WRITTEN INSTRUCTION 1 :: Return every line of the records that contains the word "light".

SELECTED EXTRACT ::

# Australian Hunting Red Deer pics



## Stihlman441 (May 26, 2009)

Red Deer from South Australia


----------



## Metals406 (May 26, 2009)

Nice! Didn't think you fellas did that much hunting?!


----------



## yooper (May 26, 2009)

Great photos! After all the crap Ekka spews on here about how great Australia is without guns I didnt even think you could hunt there! Enjoy the meat! Glad you can hunt!


----------



## Stihlman441 (May 26, 2009)

yooper said:


> Great photos! After all the crap Ekka spews on here about how great Australia is without guns I didnt even think you could hunt there! Enjoy the meat! Glad you can hunt!



Plenty of hunting ,mainly vermin rabbits,foxes,pigs,goats,horses,donkeys,all types of deer,ducks,buffalo ect.


----------



## stihl sawing (May 26, 2009)

Nice deer, Are they good eating.


----------



## wampum (May 26, 2009)

Stihlman441 said:


> Plenty of hunting ,mainly vermin rabbits,foxes,pigs,goats,horses,donkeys,all types of deer,ducks,buffalo ect.



I saw on the TV the other night where those rabbit grow like crazy,as do other non native species to your country. How big a problem are they and the other non natives?


----------



## Stihlman441 (May 27, 2009)

stihl sawing said:


> Nice deer, Are they good eating.



Yep id say venison is much the same all over.


----------

WRITTEN INSTRUCTION 2 :: Print word for word the part of the red deer thread above, starting with "I saw on the" and going on through "(May 27, 2009)".

PROVIDED RECORDS ::

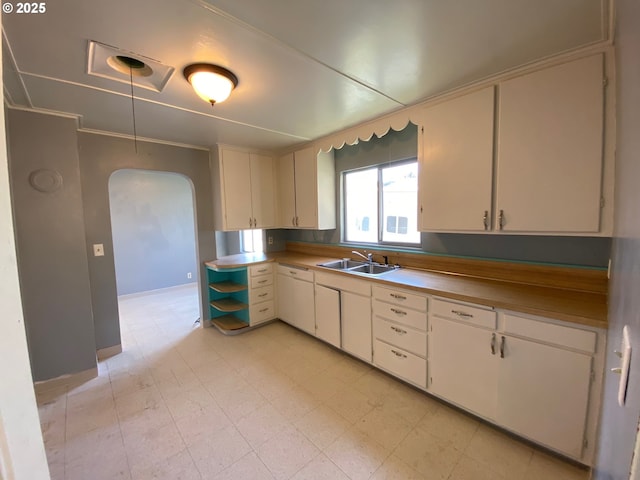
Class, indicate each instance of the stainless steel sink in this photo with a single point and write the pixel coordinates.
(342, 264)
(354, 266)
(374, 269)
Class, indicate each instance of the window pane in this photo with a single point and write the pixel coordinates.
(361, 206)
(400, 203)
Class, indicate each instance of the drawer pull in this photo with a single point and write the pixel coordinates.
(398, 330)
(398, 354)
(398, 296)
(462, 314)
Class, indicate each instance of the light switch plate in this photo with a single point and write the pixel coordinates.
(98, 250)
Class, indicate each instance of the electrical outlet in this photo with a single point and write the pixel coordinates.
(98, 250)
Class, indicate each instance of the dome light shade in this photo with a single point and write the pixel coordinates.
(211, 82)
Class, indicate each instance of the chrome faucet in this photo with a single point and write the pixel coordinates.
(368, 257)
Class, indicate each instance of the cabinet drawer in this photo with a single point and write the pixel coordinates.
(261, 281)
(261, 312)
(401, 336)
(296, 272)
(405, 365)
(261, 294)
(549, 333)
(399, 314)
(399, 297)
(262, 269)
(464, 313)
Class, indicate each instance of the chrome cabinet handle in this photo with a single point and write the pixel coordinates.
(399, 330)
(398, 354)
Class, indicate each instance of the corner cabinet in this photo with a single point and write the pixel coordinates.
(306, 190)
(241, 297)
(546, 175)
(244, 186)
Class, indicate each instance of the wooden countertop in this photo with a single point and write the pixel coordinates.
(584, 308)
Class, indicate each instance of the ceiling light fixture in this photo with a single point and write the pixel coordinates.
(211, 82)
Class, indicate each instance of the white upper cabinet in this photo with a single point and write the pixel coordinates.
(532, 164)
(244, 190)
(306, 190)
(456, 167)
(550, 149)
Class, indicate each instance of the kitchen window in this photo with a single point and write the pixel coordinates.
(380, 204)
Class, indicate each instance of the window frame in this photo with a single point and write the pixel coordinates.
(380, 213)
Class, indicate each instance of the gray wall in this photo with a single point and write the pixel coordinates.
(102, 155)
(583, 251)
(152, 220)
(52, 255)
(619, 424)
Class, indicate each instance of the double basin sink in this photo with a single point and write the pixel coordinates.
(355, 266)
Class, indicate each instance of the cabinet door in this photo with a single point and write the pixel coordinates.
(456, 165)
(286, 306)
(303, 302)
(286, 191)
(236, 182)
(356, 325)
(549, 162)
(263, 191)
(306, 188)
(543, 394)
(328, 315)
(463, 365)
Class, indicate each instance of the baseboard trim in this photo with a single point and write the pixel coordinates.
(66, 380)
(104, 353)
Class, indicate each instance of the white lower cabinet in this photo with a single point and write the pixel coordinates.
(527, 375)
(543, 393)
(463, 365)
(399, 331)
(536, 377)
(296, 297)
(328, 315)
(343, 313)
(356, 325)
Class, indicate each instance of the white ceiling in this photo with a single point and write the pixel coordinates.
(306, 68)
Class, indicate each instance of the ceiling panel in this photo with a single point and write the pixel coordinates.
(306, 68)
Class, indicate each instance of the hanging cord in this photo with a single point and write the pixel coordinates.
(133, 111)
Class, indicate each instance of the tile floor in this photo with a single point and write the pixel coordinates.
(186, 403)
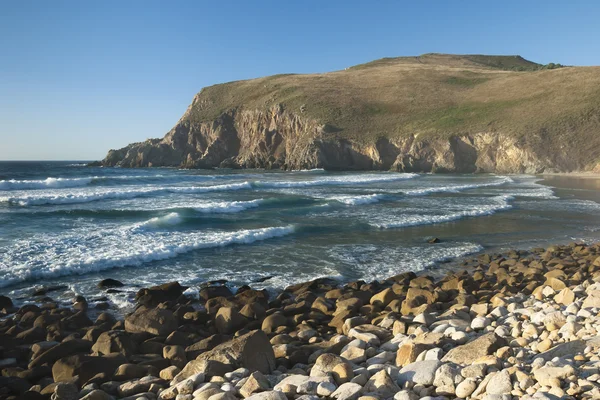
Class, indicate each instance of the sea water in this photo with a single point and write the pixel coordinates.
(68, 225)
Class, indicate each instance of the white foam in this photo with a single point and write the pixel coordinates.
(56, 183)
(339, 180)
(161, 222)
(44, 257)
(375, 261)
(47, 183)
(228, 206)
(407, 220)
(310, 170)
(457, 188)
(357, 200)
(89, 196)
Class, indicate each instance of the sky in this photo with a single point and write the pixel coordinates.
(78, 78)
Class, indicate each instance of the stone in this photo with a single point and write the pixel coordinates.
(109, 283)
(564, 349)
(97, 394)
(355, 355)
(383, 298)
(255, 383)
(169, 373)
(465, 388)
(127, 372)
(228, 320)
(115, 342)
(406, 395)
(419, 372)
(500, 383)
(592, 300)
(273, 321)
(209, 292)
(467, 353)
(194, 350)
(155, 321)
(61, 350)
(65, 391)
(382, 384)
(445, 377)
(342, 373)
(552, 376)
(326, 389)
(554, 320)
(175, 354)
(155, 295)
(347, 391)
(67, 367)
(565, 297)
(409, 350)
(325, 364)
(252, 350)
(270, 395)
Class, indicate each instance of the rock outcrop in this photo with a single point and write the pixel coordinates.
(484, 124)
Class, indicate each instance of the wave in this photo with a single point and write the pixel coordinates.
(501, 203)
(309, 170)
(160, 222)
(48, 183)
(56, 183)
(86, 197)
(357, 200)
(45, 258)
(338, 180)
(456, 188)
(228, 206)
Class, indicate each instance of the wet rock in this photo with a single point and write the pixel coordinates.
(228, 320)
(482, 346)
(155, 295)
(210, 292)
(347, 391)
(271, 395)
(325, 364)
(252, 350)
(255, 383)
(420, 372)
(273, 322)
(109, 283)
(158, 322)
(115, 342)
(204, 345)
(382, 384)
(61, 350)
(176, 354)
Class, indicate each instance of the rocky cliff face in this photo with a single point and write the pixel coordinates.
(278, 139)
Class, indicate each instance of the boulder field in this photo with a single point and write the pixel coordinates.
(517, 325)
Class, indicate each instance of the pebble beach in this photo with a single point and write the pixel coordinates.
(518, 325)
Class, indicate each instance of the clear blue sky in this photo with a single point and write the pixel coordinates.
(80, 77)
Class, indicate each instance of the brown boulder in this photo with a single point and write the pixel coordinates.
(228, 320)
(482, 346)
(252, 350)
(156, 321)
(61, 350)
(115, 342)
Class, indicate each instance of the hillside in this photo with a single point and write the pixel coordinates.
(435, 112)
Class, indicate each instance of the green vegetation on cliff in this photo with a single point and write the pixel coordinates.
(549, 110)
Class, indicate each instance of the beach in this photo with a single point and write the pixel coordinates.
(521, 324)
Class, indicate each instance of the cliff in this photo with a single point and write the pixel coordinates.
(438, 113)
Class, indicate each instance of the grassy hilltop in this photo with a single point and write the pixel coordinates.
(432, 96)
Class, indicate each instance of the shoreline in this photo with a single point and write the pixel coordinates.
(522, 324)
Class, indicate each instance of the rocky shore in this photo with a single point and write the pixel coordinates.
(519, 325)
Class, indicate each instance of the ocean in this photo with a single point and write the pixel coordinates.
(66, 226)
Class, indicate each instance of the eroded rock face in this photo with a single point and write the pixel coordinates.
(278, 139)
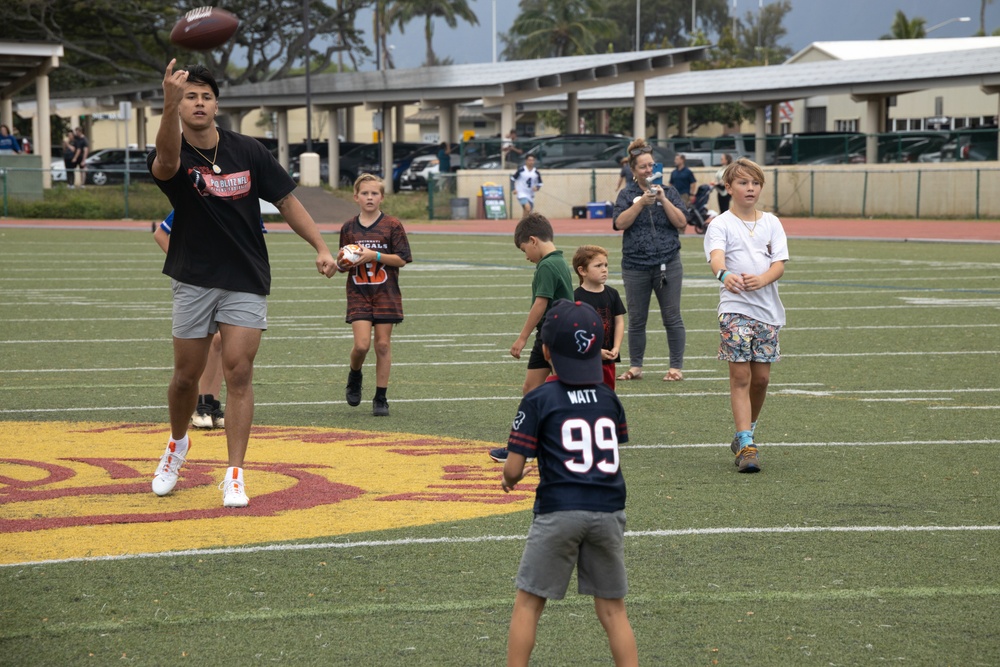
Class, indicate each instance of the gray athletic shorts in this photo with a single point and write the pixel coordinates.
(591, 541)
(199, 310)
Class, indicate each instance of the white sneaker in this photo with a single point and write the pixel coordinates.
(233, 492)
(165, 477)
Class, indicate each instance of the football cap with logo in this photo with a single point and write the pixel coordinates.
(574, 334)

FULL RESPONSE 1 ::
Class, indicate each instance of the light switch plate in this photo with a single point and write the pixel coordinates.
Class, indicate each instance of the dome light shade in this photo with a single point and write the pixel coordinates.
Class, indicate each instance of the ceiling light fixture in this photo with a single point and write the pixel coordinates.

FULL RESPONSE 2 ::
I saw on the TV the other night where those rabbit grow like crazy,as do other non native species to your country. How big a problem are they and the other non natives?


----------



## Stihlman441 (May 27, 2009)